## Description of the task
In the entries below, begin at the line that has "Target: stone building facade", stop after the line that has "Target: red prickly pear fruit", and output those lines exactly with no pictures.

****************************************

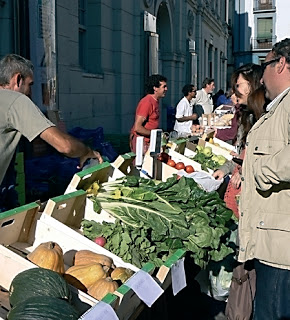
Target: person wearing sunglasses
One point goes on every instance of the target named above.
(264, 224)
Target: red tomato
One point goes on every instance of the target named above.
(180, 166)
(101, 241)
(171, 163)
(189, 169)
(164, 157)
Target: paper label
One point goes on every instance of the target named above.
(178, 276)
(146, 288)
(101, 311)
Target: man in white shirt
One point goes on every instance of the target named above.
(184, 114)
(203, 98)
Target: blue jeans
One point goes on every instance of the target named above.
(272, 301)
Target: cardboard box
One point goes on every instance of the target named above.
(69, 210)
(21, 231)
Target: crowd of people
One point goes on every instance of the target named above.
(260, 130)
(260, 96)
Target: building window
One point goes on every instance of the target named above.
(264, 38)
(82, 34)
(264, 29)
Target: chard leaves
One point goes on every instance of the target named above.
(154, 219)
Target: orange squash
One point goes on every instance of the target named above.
(84, 276)
(122, 274)
(83, 257)
(48, 255)
(101, 287)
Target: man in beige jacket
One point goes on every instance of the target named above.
(264, 225)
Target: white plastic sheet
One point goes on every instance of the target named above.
(209, 183)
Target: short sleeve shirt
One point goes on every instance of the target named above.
(18, 116)
(204, 99)
(148, 108)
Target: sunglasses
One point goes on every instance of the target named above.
(265, 64)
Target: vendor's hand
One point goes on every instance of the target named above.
(92, 154)
(215, 131)
(234, 154)
(236, 180)
(218, 174)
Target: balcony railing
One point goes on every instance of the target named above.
(264, 5)
(263, 43)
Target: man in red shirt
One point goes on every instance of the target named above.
(147, 112)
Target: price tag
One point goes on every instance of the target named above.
(101, 311)
(178, 276)
(146, 288)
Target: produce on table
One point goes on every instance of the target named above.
(101, 287)
(84, 257)
(189, 169)
(90, 268)
(43, 308)
(207, 159)
(180, 166)
(38, 282)
(122, 274)
(83, 276)
(153, 219)
(163, 156)
(171, 163)
(211, 141)
(48, 255)
(101, 241)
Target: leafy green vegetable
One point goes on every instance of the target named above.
(153, 219)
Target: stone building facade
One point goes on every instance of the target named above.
(98, 53)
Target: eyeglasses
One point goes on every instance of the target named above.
(265, 64)
(238, 84)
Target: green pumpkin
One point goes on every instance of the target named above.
(38, 282)
(43, 308)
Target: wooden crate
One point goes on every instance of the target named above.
(24, 228)
(21, 231)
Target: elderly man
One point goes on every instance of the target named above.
(20, 116)
(264, 226)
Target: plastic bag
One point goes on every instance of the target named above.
(209, 183)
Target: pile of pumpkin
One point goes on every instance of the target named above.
(91, 272)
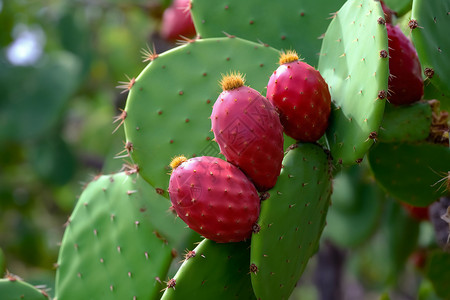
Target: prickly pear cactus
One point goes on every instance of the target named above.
(12, 288)
(354, 63)
(429, 25)
(409, 123)
(213, 271)
(170, 102)
(291, 222)
(301, 26)
(111, 248)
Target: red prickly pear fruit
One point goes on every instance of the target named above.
(214, 198)
(302, 98)
(389, 14)
(416, 212)
(177, 21)
(248, 130)
(405, 79)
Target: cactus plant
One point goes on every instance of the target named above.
(354, 63)
(121, 241)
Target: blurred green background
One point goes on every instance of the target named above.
(60, 63)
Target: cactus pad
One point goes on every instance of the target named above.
(12, 288)
(169, 105)
(291, 222)
(213, 271)
(111, 248)
(355, 65)
(409, 123)
(430, 37)
(282, 24)
(413, 173)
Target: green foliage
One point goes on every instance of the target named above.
(176, 92)
(111, 247)
(14, 289)
(356, 208)
(403, 124)
(351, 64)
(411, 173)
(431, 42)
(291, 222)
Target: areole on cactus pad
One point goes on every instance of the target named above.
(248, 130)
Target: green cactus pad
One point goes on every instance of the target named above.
(291, 222)
(413, 173)
(401, 7)
(284, 24)
(169, 105)
(217, 271)
(353, 65)
(111, 249)
(431, 40)
(14, 289)
(409, 123)
(356, 208)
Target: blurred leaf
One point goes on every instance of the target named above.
(33, 98)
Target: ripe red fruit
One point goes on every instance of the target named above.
(388, 13)
(248, 130)
(405, 79)
(214, 198)
(301, 96)
(177, 21)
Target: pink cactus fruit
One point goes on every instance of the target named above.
(302, 98)
(214, 198)
(177, 21)
(248, 130)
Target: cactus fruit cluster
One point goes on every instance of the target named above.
(249, 168)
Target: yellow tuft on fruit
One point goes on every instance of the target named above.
(232, 81)
(177, 161)
(288, 56)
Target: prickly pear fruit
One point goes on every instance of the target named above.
(405, 79)
(419, 213)
(301, 96)
(214, 198)
(389, 14)
(249, 132)
(177, 21)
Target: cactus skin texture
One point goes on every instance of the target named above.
(213, 271)
(405, 78)
(249, 133)
(430, 38)
(406, 123)
(12, 288)
(111, 249)
(214, 198)
(293, 24)
(291, 222)
(301, 96)
(176, 92)
(357, 204)
(354, 64)
(412, 173)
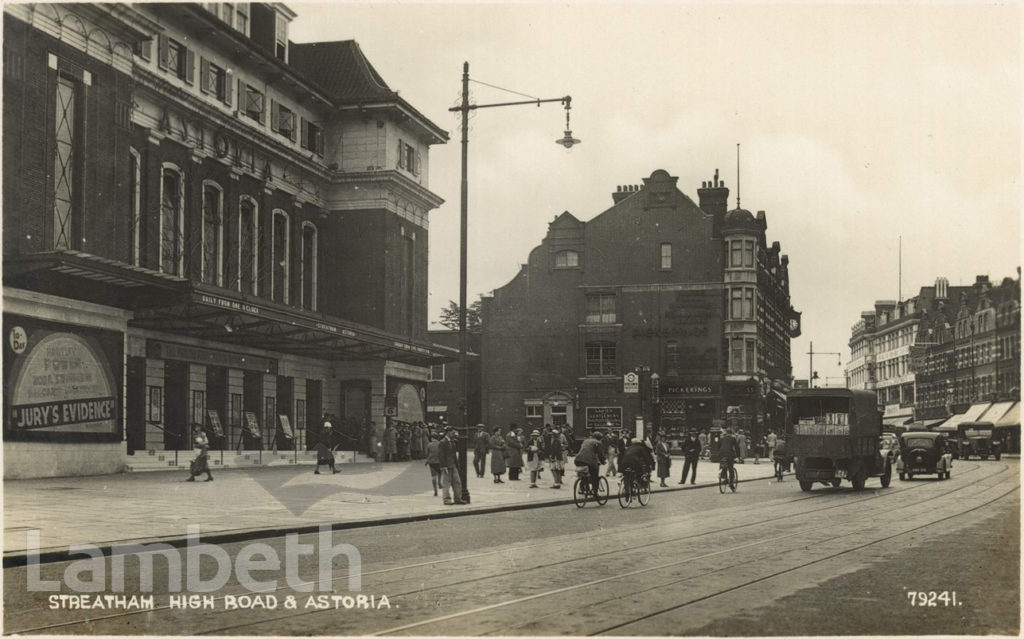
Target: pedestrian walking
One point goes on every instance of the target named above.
(480, 445)
(434, 461)
(201, 464)
(451, 481)
(498, 455)
(390, 443)
(534, 452)
(556, 456)
(664, 460)
(325, 456)
(513, 452)
(691, 453)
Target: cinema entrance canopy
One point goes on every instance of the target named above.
(259, 324)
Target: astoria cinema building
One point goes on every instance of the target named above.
(205, 226)
(658, 309)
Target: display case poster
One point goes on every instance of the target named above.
(61, 382)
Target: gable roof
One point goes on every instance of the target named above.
(342, 70)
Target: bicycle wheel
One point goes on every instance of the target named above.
(579, 495)
(643, 493)
(602, 492)
(625, 495)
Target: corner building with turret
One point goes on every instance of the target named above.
(658, 309)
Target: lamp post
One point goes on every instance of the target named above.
(567, 141)
(812, 375)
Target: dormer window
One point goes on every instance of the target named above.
(566, 259)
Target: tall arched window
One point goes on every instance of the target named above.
(308, 272)
(248, 246)
(281, 257)
(134, 205)
(171, 220)
(213, 235)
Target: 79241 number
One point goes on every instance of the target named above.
(933, 599)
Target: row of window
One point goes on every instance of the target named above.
(214, 268)
(215, 80)
(741, 253)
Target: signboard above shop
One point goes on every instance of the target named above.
(604, 417)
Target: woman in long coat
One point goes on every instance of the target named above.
(664, 460)
(390, 443)
(498, 456)
(514, 453)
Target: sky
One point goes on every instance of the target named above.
(865, 129)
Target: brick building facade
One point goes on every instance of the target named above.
(690, 299)
(205, 223)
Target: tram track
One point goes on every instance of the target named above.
(269, 619)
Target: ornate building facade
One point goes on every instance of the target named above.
(205, 225)
(657, 309)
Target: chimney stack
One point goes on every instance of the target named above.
(714, 197)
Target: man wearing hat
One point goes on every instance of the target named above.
(691, 453)
(480, 444)
(534, 450)
(450, 471)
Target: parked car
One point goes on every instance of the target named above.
(889, 446)
(924, 454)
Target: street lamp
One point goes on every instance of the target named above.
(567, 141)
(812, 374)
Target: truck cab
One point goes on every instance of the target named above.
(834, 435)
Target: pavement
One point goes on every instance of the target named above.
(244, 504)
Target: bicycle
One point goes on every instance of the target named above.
(780, 467)
(634, 487)
(583, 490)
(726, 477)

****************************************

## Written reply
Target: stone building facade
One point goes on every instance of the target named above.
(98, 53)
Target: eyeglasses
One point goes on every instance of the target named above.
(265, 64)
(238, 84)
Target: green pumpkin
One point goes on every instance of the target named above.
(38, 282)
(43, 308)
Target: wooden crate
One point goes on every instance of the target named above.
(24, 228)
(21, 231)
Target: elderly man
One point goes on every instance of the target named above.
(20, 116)
(264, 226)
Target: plastic bag
One point goes on every instance of the target named above.
(209, 183)
Target: pile of pumpkin
One point goes on every instance of the target named above.
(91, 272)
Target: prickly pear cactus
One point goes on every instance of the target named above.
(12, 288)
(354, 63)
(429, 25)
(409, 123)
(213, 271)
(170, 102)
(291, 222)
(301, 26)
(111, 248)
Target: red prickly pear fruit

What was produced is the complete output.